BEGIN Supplied material

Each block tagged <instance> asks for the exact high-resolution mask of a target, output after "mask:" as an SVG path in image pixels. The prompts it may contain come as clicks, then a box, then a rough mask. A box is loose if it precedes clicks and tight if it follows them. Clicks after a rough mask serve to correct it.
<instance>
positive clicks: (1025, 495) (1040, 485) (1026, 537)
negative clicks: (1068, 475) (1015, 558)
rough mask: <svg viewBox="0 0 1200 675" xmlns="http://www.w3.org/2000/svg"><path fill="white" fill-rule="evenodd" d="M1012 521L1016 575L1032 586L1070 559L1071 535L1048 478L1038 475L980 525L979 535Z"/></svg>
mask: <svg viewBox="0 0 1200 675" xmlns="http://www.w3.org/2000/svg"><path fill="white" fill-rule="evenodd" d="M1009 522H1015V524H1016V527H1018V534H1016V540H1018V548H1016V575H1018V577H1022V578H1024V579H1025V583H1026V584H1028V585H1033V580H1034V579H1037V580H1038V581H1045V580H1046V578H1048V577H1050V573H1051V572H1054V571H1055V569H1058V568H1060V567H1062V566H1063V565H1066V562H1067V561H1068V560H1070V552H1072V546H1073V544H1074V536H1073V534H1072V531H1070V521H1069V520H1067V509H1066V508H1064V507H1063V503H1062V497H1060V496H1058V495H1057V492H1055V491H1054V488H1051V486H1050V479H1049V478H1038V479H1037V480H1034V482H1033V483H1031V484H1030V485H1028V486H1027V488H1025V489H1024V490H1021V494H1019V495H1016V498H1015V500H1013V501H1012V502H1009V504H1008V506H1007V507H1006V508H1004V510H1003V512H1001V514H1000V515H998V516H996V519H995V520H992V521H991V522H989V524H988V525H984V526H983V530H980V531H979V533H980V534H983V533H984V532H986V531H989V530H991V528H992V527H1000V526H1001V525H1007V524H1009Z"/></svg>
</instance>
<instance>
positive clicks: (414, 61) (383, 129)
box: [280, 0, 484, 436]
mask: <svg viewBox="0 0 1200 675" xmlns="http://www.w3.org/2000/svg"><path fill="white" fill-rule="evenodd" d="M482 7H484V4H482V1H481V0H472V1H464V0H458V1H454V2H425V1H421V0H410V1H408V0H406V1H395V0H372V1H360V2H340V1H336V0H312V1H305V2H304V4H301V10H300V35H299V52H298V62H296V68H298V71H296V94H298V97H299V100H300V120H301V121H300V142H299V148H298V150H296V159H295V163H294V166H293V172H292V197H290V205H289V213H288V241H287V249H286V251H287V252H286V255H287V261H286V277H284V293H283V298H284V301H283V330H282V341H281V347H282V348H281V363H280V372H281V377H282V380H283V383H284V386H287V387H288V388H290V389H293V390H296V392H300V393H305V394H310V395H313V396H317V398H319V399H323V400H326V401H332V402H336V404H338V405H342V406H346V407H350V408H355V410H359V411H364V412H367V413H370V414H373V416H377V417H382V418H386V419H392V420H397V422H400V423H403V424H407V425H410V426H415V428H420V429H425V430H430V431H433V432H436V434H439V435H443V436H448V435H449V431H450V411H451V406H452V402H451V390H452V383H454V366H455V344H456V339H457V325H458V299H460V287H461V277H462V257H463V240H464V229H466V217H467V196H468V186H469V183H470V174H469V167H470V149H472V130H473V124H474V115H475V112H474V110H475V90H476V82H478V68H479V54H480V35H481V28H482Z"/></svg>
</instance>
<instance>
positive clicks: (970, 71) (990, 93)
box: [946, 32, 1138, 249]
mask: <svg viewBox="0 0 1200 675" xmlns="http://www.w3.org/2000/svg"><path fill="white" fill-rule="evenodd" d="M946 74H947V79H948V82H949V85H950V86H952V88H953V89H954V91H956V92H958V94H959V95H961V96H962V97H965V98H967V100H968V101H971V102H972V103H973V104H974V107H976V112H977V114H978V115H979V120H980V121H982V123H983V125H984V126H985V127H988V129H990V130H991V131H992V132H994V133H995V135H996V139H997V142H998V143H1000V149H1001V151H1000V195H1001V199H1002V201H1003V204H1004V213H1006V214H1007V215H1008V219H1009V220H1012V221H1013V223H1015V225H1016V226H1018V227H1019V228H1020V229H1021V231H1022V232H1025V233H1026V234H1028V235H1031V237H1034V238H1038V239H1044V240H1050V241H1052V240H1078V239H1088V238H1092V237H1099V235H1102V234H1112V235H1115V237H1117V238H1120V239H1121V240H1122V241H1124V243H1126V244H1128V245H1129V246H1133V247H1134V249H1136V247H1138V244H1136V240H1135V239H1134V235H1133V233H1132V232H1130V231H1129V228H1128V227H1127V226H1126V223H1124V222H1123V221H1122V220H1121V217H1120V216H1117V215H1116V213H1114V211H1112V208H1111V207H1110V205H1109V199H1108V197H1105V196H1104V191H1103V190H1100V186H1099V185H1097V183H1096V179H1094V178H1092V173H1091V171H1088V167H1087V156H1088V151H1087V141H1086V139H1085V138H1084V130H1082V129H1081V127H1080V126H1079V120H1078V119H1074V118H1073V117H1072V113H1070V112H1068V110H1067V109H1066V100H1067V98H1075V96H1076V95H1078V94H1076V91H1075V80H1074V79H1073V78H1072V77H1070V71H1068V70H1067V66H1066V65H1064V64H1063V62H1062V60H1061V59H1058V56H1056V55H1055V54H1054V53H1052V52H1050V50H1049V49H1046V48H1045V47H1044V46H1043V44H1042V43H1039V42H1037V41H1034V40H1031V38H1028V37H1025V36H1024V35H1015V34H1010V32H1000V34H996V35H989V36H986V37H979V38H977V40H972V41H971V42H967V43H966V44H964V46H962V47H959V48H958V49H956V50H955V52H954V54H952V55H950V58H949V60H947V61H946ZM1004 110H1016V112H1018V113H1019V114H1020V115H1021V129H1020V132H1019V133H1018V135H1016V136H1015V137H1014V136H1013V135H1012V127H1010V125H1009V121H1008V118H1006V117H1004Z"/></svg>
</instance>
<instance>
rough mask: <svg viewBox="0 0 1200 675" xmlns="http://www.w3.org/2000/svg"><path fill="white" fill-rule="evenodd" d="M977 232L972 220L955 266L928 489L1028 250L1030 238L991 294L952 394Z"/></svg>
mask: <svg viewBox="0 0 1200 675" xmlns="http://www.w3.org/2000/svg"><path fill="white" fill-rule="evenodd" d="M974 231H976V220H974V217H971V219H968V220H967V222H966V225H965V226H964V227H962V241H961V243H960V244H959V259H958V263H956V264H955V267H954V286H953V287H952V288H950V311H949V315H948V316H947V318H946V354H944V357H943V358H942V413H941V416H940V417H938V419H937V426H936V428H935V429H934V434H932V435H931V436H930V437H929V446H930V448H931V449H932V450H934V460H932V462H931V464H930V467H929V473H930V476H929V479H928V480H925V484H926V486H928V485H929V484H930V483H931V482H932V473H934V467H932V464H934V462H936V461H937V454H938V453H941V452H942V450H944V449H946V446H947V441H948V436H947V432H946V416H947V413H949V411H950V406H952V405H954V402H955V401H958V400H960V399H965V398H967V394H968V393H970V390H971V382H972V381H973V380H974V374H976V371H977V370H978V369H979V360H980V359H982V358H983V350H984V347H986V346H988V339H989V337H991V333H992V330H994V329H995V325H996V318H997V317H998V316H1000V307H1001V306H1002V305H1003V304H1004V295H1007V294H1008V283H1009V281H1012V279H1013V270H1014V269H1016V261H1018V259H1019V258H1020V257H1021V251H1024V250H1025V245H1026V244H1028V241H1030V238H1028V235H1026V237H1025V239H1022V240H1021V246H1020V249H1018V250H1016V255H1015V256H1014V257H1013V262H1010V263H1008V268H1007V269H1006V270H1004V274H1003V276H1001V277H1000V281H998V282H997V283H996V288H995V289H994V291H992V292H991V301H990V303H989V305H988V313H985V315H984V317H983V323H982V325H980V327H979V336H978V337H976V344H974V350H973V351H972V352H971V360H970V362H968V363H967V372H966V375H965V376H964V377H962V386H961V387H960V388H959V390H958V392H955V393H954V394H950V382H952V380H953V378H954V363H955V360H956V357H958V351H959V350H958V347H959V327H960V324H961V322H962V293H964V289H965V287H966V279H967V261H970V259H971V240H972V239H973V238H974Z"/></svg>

END Supplied material

— Task brief —
How many lines of the material above contain the string "clicks"? Reply with the number alone.

— Answer area —
5